PASSAGE TO READ.

§

One Euro more for colour? Ok, it's a deal.


----------



## Guest (Mar 21, 2014)

clara s said:


> *Robert Schumann wrote in 1834-1835 a work for solo piano called Carnaval Op.9...*
> 
> The subtitle was Scènes mignonnes sur quatre notes (Little Scenes on Four Notes).
> 
> ...


There is more discussion on Schumann's _Carnaval_ in this thread: http://www.talkclassical.com/2595-robert-schumann.html

especially from posts 41 thru to about 78.


----------



## MagneticGhost (Apr 7, 2013)

Short Story about Rachmaninov in 2 pictures..










^^ Inspired Rachmaninov to write 'The Isle of the Dead'










^^ Didn't inspire Rachmaninov to write anything


----------



## hpowders (Dec 23, 2013)

TalkingHead said:


> One Euro more for colour? Ok, it's a deal.


I'll store it 'til I see you.


----------



## clara s (Jan 6, 2014)

hpowders said:


> Thank you for the background of one of my favorite pieces.
> Schumann was so complex!
> I would have loved to share a beer with him over a long, long lunch. So many questions!
> 
> That album cover is one of my favorites from the Hamelin performance.

§

DATA PROVIDED.

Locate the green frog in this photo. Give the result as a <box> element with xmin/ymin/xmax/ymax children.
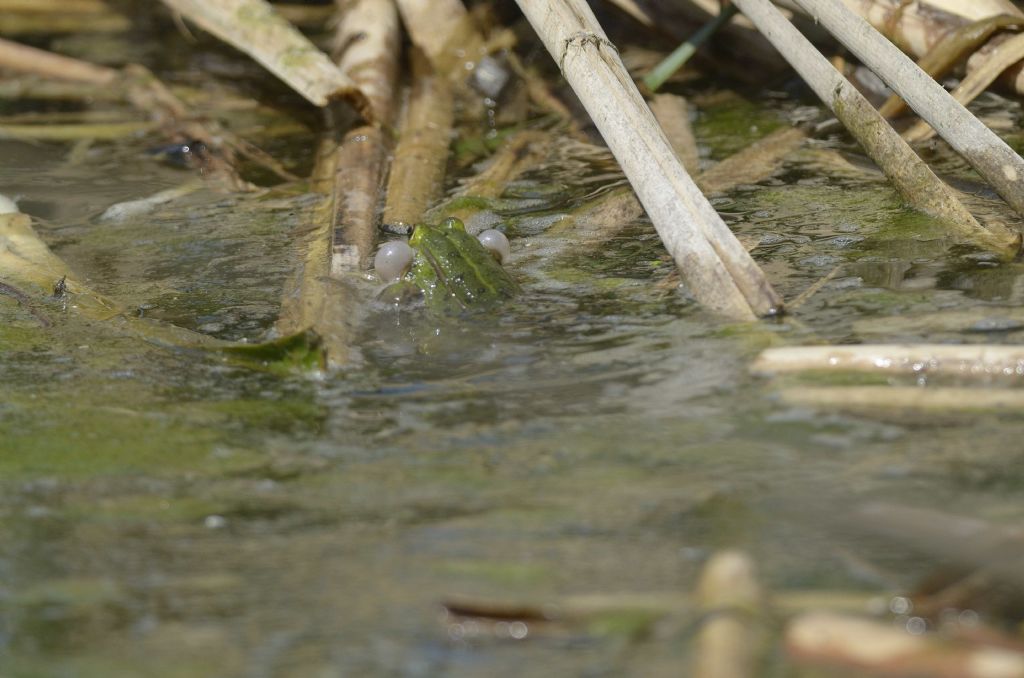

§

TO BE DONE.
1. In the classical music forum thread, which usernames appear as post headers, and what date is shown beside each?
2. Carry the classical music forum thread forward from the point where it stops.

ANSWERS FOR THIS EXERCISE.
1. Guest (Mar 21, 2014), MagneticGhost (Apr 7, 2013), hpowders (Dec 23, 2013), and clara s (Jan 6, 2014).

2.
I could arrange for a dinner, so that you will meet with Robert hahaha

the album cover is impressive

yes, the Masquerade


----------



## clara s (Jan 6, 2014)

Headphone Hermit said:


> Shostakovich wrote the song cycle 'From Jewish Folk Poetry' in Summer 1948 after he found a collection of poems in the bookstall at a railway station. The poems are bleak and desperate (the first can be translated as _Lament for a dead child_, for instance) but they are written in a heartfelt, beautiful way and are truly glorious - especially as performed by the composer on piano with the glorious Zara Dolukhanova singing mezzo
> 
> View attachment 37521
> 
> ...


very nice this

Shostakovich was touched by the specific poetry

now you reminded me of one of my favourite poets Anna Akhmatova,

who wrote this poem "Music", dedicated to Shostakovich
aand this is whatmusic really is

It shines with a miraculous light
Revealing to the eye the cutting of facets.
It alone speaks to me
When others are too scared to come near
When the last friend has turned his back
It was with me in my grave
As if a thunderstorm sang
Or all the flowers spoke.


----------



## Headphone Hermit (Jan 8, 2014)

clara s said:


> Anna Akhmatova, wrote this poem "Music", dedicated to Shostakovich
> 
> It shines with a miraculous light
> Revealing to the eye the cutting of facets.
> ...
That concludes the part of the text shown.